(Saved data entries)
◇ ◇ ◇

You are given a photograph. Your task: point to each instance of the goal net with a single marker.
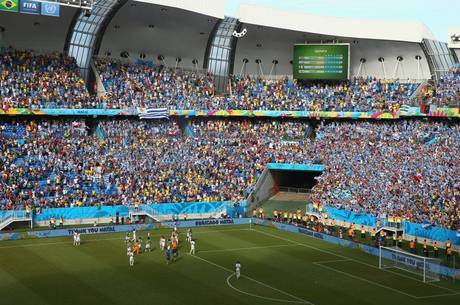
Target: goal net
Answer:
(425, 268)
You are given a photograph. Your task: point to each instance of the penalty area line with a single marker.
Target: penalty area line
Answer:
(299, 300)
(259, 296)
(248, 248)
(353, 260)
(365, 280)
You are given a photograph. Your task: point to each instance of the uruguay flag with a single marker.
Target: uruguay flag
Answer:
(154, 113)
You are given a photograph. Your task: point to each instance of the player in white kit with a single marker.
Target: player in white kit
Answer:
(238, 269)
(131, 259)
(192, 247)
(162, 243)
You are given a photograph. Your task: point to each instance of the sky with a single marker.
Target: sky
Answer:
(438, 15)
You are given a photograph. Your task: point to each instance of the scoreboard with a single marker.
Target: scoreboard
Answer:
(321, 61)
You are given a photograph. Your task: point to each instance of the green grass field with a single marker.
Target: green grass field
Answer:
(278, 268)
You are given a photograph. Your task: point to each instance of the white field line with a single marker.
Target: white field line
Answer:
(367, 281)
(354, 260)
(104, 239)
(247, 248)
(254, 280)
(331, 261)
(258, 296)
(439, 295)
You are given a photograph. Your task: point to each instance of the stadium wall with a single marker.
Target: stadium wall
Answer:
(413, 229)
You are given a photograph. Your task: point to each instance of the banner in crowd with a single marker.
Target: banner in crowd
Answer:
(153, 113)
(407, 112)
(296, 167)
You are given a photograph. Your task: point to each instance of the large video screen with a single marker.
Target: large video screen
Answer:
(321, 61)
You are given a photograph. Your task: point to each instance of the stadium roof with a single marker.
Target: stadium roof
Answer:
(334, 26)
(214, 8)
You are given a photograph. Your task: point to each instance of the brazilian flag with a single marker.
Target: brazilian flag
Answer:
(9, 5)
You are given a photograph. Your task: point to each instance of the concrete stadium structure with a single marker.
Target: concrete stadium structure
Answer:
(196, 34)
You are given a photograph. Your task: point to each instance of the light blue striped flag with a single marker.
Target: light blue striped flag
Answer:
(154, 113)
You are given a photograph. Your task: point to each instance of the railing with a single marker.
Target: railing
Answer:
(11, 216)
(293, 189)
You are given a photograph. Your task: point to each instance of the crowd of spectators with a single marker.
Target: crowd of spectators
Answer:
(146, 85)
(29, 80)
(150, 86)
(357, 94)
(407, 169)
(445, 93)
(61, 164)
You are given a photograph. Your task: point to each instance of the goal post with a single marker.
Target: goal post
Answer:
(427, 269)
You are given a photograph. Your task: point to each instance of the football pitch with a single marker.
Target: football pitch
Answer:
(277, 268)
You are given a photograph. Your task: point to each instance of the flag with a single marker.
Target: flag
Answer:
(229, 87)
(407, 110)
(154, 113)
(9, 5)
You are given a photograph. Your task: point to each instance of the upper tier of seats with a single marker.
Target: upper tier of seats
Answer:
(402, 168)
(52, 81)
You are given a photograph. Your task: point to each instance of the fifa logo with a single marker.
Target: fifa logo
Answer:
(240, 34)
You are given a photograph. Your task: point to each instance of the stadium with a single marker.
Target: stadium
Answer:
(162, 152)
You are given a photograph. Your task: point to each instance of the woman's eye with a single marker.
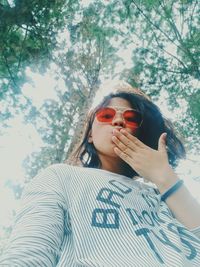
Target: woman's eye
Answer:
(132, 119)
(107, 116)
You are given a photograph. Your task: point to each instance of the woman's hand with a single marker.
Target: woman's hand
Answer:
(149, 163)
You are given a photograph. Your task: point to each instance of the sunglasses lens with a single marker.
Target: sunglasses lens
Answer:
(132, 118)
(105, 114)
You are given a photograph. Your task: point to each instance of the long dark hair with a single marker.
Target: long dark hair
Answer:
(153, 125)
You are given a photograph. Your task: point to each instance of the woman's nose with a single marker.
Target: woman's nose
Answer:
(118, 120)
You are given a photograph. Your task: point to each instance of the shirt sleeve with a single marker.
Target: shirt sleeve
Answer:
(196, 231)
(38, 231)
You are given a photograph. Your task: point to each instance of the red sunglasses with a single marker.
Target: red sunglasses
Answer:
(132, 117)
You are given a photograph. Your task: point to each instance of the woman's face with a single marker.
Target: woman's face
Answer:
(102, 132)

◇ ◇ ◇

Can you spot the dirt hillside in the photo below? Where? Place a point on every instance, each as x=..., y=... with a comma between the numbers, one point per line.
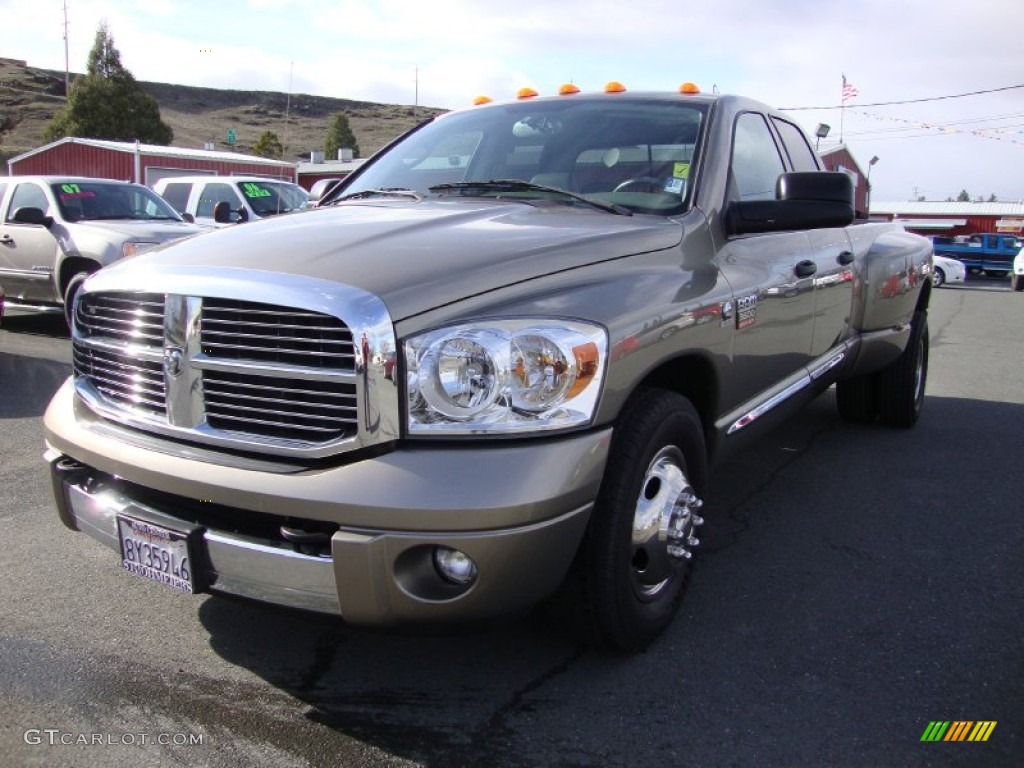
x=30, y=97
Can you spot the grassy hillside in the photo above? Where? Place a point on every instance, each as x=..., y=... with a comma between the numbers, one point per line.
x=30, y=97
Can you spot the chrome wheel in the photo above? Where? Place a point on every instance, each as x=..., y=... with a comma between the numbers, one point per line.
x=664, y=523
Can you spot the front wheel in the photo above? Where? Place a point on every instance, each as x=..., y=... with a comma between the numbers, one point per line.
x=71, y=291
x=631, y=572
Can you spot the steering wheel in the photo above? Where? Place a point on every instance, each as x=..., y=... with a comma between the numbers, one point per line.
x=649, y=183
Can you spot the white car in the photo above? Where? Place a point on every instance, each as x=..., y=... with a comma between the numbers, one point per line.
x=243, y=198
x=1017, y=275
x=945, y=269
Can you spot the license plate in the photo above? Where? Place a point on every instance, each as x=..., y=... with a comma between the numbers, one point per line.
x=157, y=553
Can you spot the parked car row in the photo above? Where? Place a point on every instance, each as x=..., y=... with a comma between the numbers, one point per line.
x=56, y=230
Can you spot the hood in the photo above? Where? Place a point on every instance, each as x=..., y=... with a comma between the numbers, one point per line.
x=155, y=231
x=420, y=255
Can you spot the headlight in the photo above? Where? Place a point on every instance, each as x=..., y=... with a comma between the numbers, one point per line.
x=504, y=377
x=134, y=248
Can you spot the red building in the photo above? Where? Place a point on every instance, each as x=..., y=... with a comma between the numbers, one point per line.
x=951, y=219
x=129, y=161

◇ ◇ ◇

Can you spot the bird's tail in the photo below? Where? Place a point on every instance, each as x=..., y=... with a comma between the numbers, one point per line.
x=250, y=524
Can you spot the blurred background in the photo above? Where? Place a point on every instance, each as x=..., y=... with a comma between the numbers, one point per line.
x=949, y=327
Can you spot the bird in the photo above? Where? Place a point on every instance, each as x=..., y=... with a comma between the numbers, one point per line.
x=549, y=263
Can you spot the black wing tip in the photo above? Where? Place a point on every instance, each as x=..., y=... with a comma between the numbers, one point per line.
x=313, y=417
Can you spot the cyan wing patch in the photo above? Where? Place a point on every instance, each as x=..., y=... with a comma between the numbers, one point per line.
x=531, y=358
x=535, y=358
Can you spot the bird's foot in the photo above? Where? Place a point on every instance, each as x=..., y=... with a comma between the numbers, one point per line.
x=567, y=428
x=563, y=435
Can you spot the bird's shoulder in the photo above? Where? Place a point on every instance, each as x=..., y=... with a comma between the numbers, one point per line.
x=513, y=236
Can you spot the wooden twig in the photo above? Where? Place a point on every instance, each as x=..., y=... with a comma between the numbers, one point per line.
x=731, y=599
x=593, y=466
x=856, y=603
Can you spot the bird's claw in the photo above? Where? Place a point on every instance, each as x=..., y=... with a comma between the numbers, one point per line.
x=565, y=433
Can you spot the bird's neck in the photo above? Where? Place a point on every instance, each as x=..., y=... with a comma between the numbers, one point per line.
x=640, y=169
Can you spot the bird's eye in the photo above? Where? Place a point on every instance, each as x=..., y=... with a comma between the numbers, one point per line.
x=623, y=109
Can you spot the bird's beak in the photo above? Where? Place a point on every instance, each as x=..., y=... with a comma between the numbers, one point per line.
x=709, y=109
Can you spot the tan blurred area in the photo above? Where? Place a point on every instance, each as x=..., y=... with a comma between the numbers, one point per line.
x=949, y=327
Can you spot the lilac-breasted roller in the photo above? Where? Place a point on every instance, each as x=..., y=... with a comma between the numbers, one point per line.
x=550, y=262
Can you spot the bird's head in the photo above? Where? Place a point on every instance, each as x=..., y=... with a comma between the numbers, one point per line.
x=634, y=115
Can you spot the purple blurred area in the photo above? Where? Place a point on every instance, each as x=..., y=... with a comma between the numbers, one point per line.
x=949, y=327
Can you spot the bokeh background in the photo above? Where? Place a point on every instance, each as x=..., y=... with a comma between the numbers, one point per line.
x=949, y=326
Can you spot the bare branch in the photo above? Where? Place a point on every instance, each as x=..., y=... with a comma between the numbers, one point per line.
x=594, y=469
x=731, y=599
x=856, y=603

◇ ◇ ◇

● **What needs to be done**
Scan the entries above for the string "stadium" and copy each line that contains it.

● **Expected output**
You are given a photograph. Your task: point to each instance of the stadium wall with a single marker.
Target: stadium wall
You are given a photograph. Your task: point to each instance of the stadium roof with a single marker.
Target: stadium roof
You are given a photograph. Your task: point to each instance of the concrete stadium structure with a single marker.
Target: concrete stadium structure
You are given a photograph. Your task: point to each instance of the stadium with a single marker.
Target: stadium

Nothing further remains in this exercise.